Records in a dataset:
<<<<

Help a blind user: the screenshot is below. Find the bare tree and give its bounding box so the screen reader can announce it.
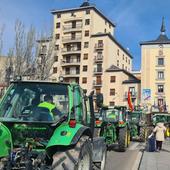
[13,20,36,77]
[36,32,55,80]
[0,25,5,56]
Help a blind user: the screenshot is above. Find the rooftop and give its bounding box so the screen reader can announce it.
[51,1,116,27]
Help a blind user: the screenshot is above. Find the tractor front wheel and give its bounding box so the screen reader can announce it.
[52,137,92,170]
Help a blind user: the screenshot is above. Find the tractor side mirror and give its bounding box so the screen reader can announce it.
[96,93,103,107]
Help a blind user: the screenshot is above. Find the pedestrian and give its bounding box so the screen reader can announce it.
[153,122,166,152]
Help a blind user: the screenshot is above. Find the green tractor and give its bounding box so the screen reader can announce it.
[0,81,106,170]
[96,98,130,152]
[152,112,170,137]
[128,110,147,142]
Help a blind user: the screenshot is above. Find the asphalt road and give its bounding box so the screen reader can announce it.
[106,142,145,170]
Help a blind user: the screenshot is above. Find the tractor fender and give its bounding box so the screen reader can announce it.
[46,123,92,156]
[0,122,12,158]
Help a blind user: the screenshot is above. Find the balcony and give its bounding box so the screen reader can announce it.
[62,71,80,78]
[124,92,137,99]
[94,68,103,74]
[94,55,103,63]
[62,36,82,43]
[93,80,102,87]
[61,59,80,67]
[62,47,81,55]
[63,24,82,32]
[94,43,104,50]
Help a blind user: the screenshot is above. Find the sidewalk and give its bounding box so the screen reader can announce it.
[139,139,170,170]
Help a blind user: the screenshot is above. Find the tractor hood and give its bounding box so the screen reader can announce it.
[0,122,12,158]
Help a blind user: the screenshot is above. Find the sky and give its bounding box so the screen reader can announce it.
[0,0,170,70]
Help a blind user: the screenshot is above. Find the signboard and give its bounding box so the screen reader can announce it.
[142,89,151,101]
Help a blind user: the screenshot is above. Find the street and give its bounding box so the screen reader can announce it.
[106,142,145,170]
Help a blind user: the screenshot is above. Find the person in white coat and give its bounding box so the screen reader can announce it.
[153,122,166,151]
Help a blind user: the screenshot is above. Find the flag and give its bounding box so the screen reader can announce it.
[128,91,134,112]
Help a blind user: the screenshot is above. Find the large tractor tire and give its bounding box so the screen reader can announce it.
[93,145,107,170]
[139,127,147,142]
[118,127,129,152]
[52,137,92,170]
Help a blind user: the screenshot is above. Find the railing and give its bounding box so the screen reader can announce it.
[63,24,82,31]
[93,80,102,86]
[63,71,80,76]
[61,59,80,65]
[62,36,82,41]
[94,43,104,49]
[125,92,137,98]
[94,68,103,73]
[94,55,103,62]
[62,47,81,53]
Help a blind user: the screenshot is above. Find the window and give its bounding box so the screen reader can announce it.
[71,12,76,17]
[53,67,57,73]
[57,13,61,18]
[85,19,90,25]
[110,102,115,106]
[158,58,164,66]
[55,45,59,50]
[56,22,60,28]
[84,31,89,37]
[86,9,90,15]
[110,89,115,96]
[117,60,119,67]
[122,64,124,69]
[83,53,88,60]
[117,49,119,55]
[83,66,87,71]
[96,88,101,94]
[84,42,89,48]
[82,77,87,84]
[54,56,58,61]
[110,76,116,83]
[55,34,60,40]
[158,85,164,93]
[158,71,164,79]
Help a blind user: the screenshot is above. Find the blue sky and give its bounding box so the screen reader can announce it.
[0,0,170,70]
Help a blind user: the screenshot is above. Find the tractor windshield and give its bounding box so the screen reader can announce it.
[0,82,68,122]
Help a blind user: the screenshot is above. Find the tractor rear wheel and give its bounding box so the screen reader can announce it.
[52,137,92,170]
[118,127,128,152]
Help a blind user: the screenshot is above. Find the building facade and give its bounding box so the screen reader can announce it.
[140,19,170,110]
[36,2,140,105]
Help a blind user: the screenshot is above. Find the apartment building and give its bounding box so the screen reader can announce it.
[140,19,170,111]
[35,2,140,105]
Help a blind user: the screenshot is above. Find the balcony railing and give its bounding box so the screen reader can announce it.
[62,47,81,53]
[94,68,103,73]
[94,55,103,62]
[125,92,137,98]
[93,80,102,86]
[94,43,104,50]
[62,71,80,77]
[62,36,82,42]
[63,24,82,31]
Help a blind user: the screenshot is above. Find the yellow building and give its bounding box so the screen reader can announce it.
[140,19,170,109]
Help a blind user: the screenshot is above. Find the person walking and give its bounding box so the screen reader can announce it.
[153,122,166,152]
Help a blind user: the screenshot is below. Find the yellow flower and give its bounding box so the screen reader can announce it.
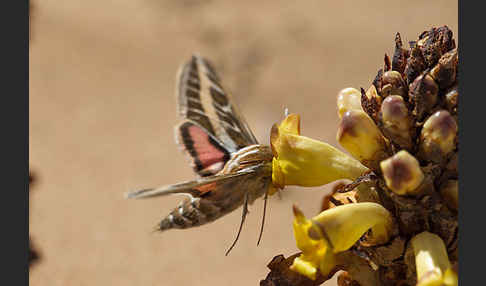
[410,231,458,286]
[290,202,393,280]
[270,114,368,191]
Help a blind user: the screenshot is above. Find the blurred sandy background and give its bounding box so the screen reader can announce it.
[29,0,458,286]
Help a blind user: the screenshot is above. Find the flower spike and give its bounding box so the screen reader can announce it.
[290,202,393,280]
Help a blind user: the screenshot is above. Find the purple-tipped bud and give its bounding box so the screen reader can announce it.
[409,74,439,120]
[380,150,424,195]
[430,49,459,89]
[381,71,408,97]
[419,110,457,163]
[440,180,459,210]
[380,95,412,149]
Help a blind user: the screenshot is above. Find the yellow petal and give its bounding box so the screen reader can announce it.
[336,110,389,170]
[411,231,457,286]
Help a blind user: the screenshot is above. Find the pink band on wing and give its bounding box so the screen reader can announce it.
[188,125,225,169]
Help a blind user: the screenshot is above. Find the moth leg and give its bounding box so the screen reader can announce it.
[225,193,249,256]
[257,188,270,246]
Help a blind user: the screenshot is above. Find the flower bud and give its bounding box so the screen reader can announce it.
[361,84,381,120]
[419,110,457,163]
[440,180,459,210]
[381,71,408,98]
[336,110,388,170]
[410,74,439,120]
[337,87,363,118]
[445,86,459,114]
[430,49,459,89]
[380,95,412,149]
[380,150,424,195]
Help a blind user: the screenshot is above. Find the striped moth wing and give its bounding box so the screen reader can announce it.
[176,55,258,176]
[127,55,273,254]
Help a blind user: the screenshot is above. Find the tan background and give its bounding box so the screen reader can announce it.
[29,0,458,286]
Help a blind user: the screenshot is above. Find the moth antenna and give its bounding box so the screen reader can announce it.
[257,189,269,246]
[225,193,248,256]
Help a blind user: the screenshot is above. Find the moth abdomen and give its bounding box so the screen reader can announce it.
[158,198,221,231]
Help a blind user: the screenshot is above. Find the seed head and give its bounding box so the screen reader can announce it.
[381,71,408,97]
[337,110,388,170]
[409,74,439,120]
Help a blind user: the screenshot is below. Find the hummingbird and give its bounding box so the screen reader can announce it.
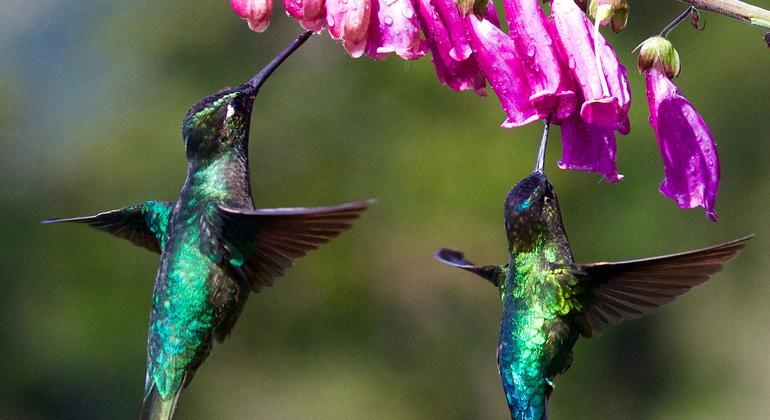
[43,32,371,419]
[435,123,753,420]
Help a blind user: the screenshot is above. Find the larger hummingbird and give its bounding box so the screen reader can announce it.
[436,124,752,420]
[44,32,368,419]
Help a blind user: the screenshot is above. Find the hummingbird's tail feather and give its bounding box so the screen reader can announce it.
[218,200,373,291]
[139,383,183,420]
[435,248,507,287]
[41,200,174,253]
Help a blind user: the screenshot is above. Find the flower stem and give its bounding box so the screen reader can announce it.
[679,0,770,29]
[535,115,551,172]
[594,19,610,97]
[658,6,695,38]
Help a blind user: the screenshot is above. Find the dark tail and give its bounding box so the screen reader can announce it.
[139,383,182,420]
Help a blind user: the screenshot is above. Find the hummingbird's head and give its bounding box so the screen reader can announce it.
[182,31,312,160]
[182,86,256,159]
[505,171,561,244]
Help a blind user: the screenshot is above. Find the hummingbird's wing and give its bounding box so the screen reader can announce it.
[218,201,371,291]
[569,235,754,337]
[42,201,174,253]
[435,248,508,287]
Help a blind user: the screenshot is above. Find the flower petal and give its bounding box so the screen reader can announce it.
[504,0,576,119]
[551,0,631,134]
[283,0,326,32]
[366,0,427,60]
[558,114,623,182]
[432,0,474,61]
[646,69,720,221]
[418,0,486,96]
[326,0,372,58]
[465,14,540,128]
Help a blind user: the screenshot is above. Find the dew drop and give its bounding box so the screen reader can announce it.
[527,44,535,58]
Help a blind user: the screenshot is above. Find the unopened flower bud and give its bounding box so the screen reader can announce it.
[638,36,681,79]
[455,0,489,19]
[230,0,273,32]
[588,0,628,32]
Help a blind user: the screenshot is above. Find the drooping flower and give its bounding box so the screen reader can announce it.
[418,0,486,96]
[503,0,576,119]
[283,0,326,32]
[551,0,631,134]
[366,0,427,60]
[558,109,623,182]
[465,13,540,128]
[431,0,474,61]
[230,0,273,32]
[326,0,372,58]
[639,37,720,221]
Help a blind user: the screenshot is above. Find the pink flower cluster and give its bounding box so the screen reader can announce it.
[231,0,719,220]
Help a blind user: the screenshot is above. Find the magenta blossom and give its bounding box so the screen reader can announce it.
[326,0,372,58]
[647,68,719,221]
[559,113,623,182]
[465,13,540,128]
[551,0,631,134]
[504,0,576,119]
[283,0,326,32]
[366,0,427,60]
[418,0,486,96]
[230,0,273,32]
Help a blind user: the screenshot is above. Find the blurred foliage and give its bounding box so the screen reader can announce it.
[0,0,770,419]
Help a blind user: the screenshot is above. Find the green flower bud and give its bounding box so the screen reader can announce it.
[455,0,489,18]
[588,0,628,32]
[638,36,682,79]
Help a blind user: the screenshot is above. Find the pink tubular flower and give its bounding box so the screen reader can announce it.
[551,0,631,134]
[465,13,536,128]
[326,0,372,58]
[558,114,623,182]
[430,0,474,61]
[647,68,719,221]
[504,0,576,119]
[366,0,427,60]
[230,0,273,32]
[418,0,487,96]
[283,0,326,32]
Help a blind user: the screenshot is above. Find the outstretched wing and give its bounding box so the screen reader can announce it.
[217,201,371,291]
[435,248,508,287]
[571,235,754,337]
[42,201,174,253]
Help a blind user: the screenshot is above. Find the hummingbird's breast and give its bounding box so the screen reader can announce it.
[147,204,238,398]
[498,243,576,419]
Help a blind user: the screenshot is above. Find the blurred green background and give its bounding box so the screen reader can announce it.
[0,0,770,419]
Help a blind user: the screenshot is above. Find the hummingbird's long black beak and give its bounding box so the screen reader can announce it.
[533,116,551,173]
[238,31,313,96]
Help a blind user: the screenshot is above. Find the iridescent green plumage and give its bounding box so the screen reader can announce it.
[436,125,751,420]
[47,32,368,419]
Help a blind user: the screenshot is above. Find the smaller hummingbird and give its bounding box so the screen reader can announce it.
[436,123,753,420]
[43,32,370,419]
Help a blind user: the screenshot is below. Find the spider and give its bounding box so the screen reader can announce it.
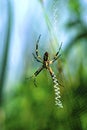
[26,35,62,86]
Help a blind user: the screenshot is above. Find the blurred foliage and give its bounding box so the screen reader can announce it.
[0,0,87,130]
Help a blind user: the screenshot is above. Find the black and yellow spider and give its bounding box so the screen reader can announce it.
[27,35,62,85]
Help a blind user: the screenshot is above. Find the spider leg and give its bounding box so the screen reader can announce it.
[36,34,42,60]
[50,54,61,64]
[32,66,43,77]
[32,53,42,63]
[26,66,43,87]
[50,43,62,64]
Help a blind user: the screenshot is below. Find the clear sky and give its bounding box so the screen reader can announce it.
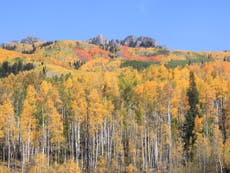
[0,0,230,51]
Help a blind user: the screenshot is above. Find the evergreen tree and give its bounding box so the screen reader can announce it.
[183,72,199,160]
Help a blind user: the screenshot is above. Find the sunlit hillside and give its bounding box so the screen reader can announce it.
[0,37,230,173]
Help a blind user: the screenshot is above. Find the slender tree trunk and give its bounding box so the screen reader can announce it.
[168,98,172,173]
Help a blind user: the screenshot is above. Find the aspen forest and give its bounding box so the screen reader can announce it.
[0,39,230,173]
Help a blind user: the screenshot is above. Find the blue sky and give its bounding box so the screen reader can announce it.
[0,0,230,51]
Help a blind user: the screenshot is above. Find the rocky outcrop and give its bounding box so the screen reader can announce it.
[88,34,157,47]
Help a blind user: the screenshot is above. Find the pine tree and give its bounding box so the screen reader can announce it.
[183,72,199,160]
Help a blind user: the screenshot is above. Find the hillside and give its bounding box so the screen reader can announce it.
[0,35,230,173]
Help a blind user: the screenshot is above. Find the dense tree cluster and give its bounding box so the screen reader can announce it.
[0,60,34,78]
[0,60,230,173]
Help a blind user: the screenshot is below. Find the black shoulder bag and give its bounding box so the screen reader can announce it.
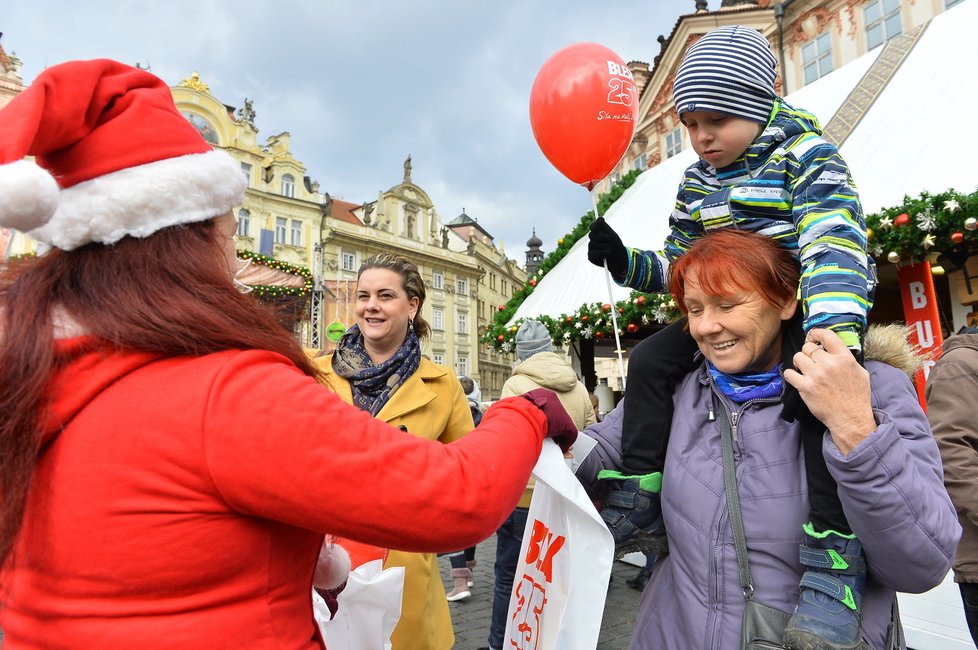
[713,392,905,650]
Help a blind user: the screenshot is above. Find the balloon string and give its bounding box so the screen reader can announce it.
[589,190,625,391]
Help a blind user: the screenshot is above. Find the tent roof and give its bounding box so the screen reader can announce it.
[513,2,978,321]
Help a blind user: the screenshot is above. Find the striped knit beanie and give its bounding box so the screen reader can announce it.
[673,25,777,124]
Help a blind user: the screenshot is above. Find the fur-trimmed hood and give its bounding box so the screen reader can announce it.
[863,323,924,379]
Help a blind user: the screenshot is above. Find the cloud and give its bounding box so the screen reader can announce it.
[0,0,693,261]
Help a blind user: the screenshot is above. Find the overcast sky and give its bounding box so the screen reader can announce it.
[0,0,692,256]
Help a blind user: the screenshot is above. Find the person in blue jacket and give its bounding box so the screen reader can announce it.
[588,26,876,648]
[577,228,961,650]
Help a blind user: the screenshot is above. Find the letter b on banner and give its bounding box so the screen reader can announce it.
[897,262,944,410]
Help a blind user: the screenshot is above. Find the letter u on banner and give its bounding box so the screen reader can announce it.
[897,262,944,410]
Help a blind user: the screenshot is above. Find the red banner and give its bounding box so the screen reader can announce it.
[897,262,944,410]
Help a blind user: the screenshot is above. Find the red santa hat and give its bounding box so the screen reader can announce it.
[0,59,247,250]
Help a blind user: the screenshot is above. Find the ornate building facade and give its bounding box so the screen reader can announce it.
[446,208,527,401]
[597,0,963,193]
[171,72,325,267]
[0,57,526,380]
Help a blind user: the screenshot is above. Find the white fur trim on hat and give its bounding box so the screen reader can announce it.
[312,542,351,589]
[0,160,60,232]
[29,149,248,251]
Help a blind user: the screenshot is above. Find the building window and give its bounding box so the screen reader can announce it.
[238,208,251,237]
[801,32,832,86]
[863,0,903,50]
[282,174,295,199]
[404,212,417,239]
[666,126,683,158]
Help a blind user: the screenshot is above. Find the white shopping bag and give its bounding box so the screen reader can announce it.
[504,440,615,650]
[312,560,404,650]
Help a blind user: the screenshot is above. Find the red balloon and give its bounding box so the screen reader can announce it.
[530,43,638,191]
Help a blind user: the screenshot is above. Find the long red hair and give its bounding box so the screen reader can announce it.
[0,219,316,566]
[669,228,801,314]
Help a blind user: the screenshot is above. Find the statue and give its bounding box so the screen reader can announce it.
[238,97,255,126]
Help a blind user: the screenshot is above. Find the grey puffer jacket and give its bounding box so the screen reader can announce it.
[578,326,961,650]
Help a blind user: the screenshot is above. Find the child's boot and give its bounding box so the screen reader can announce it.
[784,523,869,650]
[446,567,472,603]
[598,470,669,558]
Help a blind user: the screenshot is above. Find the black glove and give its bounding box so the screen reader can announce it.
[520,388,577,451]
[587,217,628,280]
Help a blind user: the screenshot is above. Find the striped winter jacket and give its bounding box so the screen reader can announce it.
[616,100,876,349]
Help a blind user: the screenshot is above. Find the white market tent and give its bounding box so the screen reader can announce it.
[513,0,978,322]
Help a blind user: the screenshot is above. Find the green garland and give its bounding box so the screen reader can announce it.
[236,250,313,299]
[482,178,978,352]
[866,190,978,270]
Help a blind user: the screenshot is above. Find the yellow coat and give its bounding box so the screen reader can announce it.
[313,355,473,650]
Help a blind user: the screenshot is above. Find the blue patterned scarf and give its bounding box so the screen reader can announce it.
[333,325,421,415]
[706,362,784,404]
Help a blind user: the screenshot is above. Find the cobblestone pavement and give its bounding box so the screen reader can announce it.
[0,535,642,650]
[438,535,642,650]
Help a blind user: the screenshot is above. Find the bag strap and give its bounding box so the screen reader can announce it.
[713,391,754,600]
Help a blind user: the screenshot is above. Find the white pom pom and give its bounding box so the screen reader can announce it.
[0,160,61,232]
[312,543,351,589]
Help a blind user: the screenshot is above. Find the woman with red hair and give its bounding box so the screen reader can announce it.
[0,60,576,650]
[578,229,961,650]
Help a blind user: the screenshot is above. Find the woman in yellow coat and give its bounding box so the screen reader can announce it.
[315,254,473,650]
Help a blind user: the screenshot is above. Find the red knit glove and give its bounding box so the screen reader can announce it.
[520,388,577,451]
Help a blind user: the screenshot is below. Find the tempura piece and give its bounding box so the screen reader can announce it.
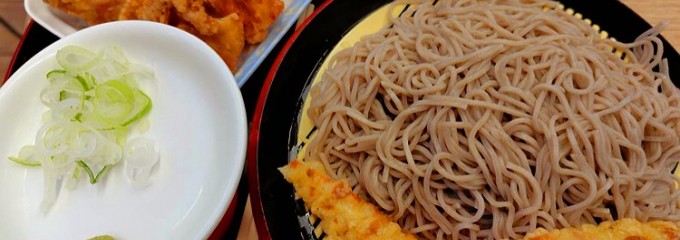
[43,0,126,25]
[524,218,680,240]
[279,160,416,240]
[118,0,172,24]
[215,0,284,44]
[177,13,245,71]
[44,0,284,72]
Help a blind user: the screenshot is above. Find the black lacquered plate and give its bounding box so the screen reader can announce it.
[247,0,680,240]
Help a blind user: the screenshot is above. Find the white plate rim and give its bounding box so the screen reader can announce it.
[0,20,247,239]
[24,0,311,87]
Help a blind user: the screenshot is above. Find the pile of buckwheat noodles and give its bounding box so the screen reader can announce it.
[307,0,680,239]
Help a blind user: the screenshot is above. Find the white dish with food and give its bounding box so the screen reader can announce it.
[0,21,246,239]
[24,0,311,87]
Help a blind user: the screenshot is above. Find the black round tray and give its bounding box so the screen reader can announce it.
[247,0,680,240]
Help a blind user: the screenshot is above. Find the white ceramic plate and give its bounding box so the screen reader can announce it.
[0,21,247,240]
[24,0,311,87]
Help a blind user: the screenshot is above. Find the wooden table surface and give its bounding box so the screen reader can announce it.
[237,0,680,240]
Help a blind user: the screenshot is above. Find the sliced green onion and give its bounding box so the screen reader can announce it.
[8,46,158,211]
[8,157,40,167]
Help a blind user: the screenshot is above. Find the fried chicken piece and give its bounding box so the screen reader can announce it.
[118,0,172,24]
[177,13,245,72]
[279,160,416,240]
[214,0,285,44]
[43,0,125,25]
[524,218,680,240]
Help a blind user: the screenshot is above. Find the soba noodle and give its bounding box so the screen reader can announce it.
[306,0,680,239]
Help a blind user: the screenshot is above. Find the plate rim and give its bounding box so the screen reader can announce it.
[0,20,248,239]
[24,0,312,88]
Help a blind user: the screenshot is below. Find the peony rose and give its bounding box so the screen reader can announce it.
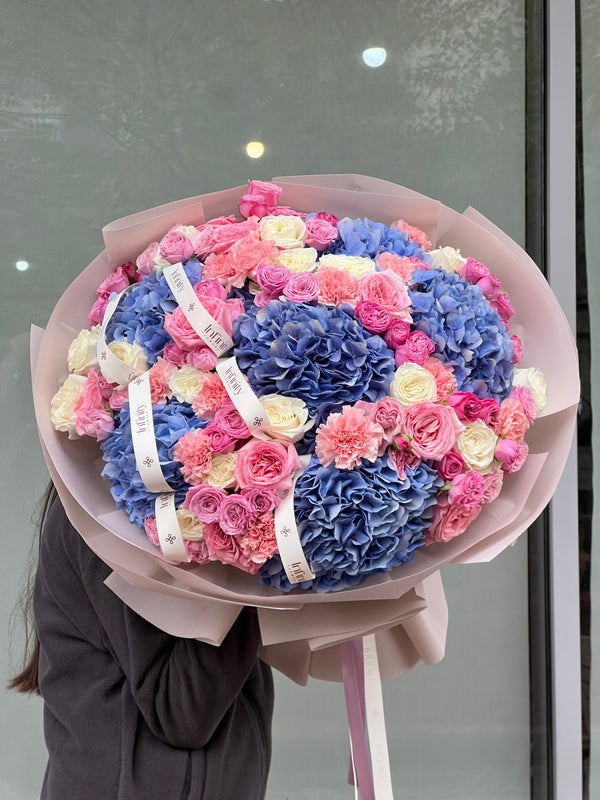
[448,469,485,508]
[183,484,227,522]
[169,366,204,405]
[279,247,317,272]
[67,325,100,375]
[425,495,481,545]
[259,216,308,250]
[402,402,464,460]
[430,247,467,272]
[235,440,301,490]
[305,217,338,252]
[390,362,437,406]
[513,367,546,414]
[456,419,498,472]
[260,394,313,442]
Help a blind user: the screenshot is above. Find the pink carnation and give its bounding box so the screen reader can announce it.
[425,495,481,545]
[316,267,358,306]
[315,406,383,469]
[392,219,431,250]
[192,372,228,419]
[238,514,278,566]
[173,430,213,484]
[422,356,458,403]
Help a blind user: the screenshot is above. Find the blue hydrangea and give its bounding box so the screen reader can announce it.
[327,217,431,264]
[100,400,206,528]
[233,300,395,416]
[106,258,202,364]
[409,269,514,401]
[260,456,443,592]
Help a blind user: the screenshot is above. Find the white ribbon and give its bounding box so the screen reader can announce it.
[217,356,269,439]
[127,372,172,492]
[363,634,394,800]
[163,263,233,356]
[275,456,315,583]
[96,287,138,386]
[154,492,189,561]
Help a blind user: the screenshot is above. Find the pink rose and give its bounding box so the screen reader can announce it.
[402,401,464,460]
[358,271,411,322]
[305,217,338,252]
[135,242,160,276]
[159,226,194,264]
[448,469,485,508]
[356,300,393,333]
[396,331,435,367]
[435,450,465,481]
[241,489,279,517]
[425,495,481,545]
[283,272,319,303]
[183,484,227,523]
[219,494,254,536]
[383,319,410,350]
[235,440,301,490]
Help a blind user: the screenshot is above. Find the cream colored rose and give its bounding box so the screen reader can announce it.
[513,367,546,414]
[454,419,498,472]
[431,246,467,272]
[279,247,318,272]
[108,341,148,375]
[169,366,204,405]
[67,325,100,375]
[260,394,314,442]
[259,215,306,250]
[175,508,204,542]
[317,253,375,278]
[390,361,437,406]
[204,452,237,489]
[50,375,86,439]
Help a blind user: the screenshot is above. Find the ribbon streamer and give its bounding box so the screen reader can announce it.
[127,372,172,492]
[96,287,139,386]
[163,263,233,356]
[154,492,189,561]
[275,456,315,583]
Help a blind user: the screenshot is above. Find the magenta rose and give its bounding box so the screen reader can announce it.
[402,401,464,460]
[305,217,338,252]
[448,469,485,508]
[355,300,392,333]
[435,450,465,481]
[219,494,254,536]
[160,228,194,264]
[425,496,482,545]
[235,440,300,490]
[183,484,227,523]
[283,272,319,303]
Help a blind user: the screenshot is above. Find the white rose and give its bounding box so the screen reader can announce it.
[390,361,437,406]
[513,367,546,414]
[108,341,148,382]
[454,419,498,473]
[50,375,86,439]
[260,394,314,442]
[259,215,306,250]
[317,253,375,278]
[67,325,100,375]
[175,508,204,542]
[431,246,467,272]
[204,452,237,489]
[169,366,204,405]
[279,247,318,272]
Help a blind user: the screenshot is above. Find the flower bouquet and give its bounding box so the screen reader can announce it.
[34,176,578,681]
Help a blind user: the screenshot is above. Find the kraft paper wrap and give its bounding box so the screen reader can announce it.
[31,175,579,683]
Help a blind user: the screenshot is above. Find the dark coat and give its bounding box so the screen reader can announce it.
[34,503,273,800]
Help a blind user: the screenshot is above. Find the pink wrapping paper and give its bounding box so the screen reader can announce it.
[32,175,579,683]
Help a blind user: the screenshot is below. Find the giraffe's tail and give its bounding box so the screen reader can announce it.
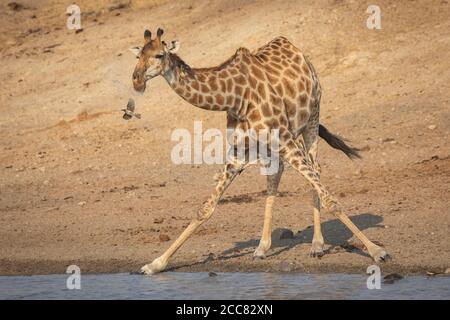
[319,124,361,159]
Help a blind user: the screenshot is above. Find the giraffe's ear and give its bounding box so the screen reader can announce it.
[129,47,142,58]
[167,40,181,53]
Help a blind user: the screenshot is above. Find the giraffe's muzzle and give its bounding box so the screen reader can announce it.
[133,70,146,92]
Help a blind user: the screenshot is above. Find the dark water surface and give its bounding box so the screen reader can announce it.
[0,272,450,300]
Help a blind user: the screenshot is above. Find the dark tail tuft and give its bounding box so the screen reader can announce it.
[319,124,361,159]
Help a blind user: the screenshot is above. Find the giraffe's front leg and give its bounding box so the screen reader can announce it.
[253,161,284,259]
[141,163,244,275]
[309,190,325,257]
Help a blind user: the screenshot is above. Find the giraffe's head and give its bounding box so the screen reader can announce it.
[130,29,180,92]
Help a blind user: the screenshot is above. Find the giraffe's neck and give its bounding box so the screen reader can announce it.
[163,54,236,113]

>>>>

Rewrite in full the stretch from the line containing "the red santa" through the line containing "[0,59,247,250]", keeping the text line unchanged. Multiply each bounding-box coordinate by 2.35 and round to whole numbers, with halves rounded up.

■ **RESPONSE FOR THIS EXERCISE**
Help a blind user: the screenshot is above. Find the red santa hat and give its bounding box so the screen reader can announce it.
[0,139,580,588]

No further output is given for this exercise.